- Description of the task: Copy every entry as is. Leave images out.

○ ○ ○ ○ ○ ○ ○

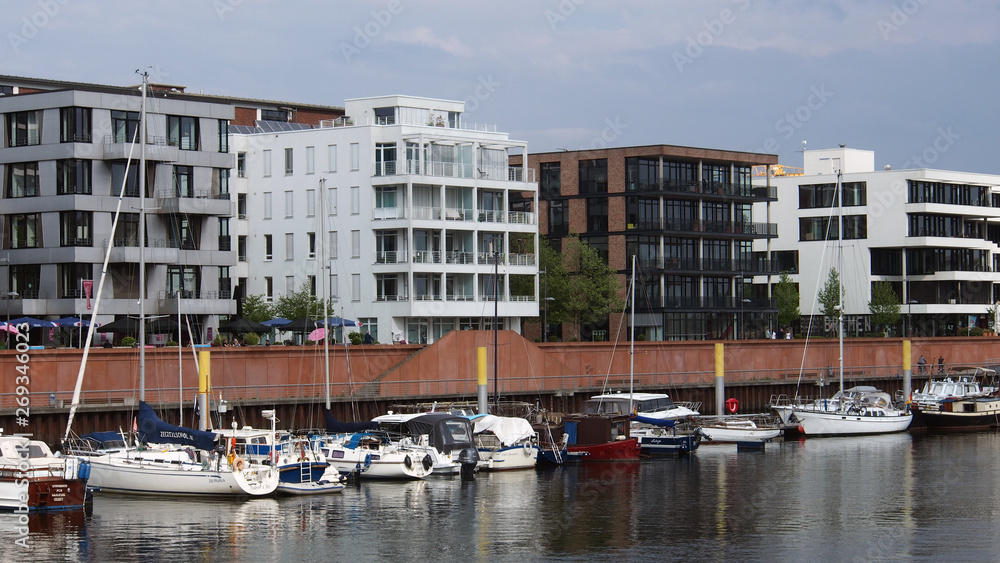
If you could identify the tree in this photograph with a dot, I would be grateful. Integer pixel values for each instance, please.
(884, 306)
(831, 294)
(786, 295)
(584, 289)
(257, 309)
(298, 304)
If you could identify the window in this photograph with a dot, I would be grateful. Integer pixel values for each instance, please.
(71, 278)
(75, 228)
(124, 125)
(223, 135)
(331, 158)
(182, 132)
(225, 240)
(549, 183)
(22, 179)
(73, 177)
(131, 183)
(594, 176)
(24, 230)
(183, 181)
(22, 129)
(74, 125)
(223, 176)
(332, 249)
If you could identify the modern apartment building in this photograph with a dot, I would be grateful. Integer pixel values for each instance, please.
(686, 214)
(933, 234)
(421, 217)
(65, 159)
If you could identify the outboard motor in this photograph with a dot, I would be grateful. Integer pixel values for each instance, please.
(469, 459)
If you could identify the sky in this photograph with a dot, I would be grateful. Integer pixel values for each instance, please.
(916, 81)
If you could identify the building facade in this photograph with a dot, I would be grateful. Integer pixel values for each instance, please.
(420, 216)
(932, 234)
(685, 214)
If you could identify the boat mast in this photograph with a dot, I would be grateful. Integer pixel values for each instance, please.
(631, 364)
(142, 241)
(326, 297)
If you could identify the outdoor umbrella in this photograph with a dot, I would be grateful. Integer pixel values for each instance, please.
(33, 323)
(241, 325)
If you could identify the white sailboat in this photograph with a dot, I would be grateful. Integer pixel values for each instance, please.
(858, 410)
(185, 462)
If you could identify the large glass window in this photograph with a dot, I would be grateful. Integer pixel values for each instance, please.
(124, 125)
(75, 228)
(594, 176)
(73, 177)
(22, 129)
(74, 125)
(182, 132)
(22, 179)
(549, 181)
(24, 230)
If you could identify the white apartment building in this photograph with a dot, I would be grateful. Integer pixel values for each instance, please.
(63, 161)
(420, 216)
(933, 234)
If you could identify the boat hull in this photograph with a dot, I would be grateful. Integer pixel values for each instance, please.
(837, 424)
(622, 450)
(115, 475)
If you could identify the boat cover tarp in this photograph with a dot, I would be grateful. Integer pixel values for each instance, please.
(509, 430)
(335, 426)
(654, 421)
(154, 430)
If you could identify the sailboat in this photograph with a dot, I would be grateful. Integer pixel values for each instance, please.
(164, 459)
(858, 410)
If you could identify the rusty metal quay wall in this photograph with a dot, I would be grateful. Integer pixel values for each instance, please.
(368, 379)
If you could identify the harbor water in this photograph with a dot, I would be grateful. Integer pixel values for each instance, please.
(896, 497)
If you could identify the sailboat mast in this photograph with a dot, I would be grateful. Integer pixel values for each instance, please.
(631, 364)
(142, 241)
(326, 297)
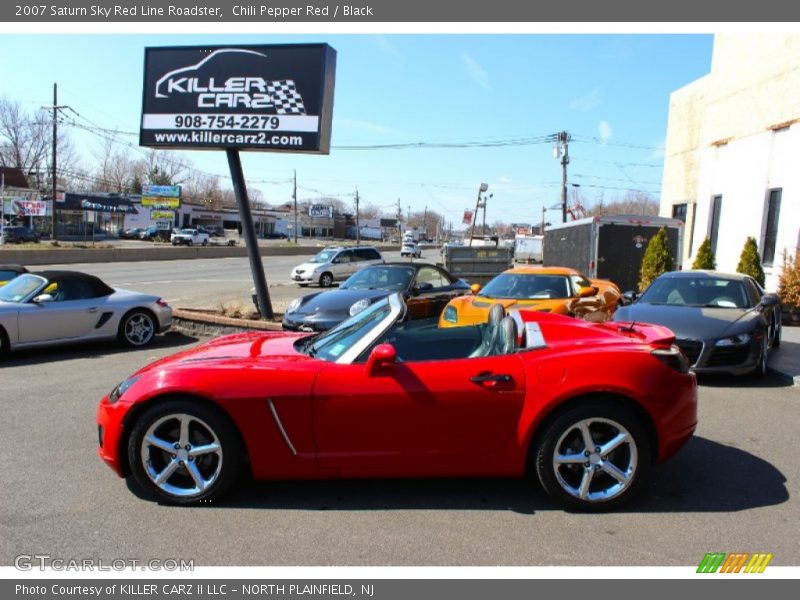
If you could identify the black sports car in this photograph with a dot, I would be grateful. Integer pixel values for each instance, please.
(722, 322)
(324, 310)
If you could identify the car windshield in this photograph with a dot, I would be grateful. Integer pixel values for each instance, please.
(332, 344)
(20, 288)
(527, 287)
(380, 278)
(323, 256)
(696, 291)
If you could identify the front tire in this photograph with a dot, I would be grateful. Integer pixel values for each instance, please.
(594, 457)
(137, 329)
(181, 452)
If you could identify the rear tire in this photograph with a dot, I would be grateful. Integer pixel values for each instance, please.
(599, 478)
(207, 461)
(137, 329)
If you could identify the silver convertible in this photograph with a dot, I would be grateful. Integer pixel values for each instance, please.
(60, 307)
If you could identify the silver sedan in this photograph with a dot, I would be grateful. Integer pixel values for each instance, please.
(61, 307)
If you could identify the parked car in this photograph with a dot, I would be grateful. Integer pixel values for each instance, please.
(383, 395)
(133, 233)
(723, 322)
(9, 272)
(150, 233)
(410, 248)
(190, 237)
(323, 310)
(18, 234)
(59, 307)
(552, 289)
(335, 264)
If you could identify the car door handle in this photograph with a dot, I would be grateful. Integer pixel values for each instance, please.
(491, 378)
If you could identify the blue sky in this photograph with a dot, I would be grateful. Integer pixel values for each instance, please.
(611, 92)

○ ○ ○ ○ ○ ○ ○

- Output for this task:
If you could identify the tree in this photograph with a dot, I would be grateful. Integer pixel values for each instance, please.
(884, 306)
(831, 294)
(786, 295)
(584, 289)
(257, 309)
(298, 304)
If you could identify the window in this photograph with a dot, I would be grateful. Integer pixel values for each instance, please.
(71, 278)
(75, 228)
(124, 125)
(223, 135)
(331, 158)
(182, 132)
(225, 240)
(549, 183)
(22, 179)
(73, 177)
(131, 183)
(594, 176)
(24, 230)
(183, 181)
(22, 129)
(74, 125)
(223, 176)
(332, 249)
If you could identify the modern apartment building in this photograph with a dot, I would be grateful. Integer pixel values for each instance, please.
(686, 214)
(933, 234)
(421, 217)
(65, 159)
If you could identify the outboard motor in this photograph with a dot, I would be grateful. Integer pixel values for each instance, please.
(469, 459)
If you could identify the sky in this photograph with a dot, I would be grateful. Integer pixel values for each instance, please.
(916, 81)
If you could identify the building facade in this photograph with a dot, I would be grateful. Integer pixel values for each instance, please.
(420, 216)
(932, 234)
(685, 214)
If you could identify the boat mast in this photograph with a dot, I would be grateful. Integer pixel values for each instance, please.
(631, 364)
(142, 241)
(326, 297)
If you could identify the outdoor umbrella in this photograph with a dot, I would be grateful. Integer pixel values for each instance, please.
(33, 323)
(241, 325)
If you could identify the white sailboat in this photograph with a dot, I would be grateful. Integer pixel values for each instance, please.
(858, 410)
(185, 462)
If you could identify the large glass window in this photograph with a dot, I would be grateful. Integer pixel values for each instance, please.
(124, 125)
(75, 228)
(594, 176)
(73, 177)
(22, 129)
(74, 125)
(182, 132)
(22, 179)
(549, 181)
(24, 230)
If you could identify the white apartment building in this photograph with a dot, I would be grateful. Integer pixel values for each instance, please.
(63, 161)
(420, 216)
(933, 234)
If you could identify the boat hull in this photograph with a dot, I would be grateful. Integer pixel values for each instance, please.
(837, 424)
(622, 450)
(115, 475)
If you could identify the boat cover tarp in this photograph with a dot, I would be grateful. Integer pixel values for each instance, please.
(509, 430)
(335, 426)
(654, 421)
(154, 430)
If you could identify the sailboat in this photograph with a dot, I would be grateful. Integer pixel values for each instance, please.
(164, 459)
(858, 410)
If you could identify the rusty metal quay wall in this photograph with a dot, I would be grateful. Integer pixel values for each instance, please.
(368, 379)
If you could identify the harbor water in this photograph with a dot, I would be grateful. Integer pixel values for each instance, please.
(896, 497)
If you could identify the sailboat mast in this photograph with a dot, I would be grateful. Integer pixel values for each instance, please.
(631, 364)
(142, 241)
(326, 297)
If you could identify the black sports car in this photograph with a dot, I would be grateful. Integer pixel values for each instance, please.
(722, 322)
(324, 310)
If you could identify the car windshield in this photograph with a dot, I would be grateful. Integer pixel values for each instance, please.
(332, 344)
(20, 288)
(527, 287)
(380, 278)
(323, 256)
(696, 291)
If you could identify the front tire in this photograph with a dot, I would be grateful. Integer pixel values for each instance, please.
(594, 457)
(137, 329)
(181, 452)
If you could identify the rear tire in this photograph with a dot, I would be grateful. Integer pixel values for each instance, please.
(599, 478)
(207, 461)
(137, 329)
If you could identify the silver convertible in this photograph with a dot, I would be grateful. Integer pixel values for each instance, please.
(60, 307)
If you could identify the silver sedan in this photograph with a dot, I would be grateful. Integer pixel values for each instance, please.
(61, 307)
If you could identify the parked car in this photograph with a dot, I would be grateful. Integer pixel values for each instance, please.
(383, 395)
(133, 233)
(723, 322)
(9, 272)
(150, 233)
(410, 248)
(190, 237)
(323, 310)
(18, 234)
(59, 307)
(552, 289)
(335, 264)
If you could identify the car door handle in this photograph with a dot, I would be grateful. Integer pixel values for each instance, please.
(491, 378)
If you could identify the blue sky in this photograph with a dot, I would be grateful. Integer pixel values for each instance, please.
(611, 92)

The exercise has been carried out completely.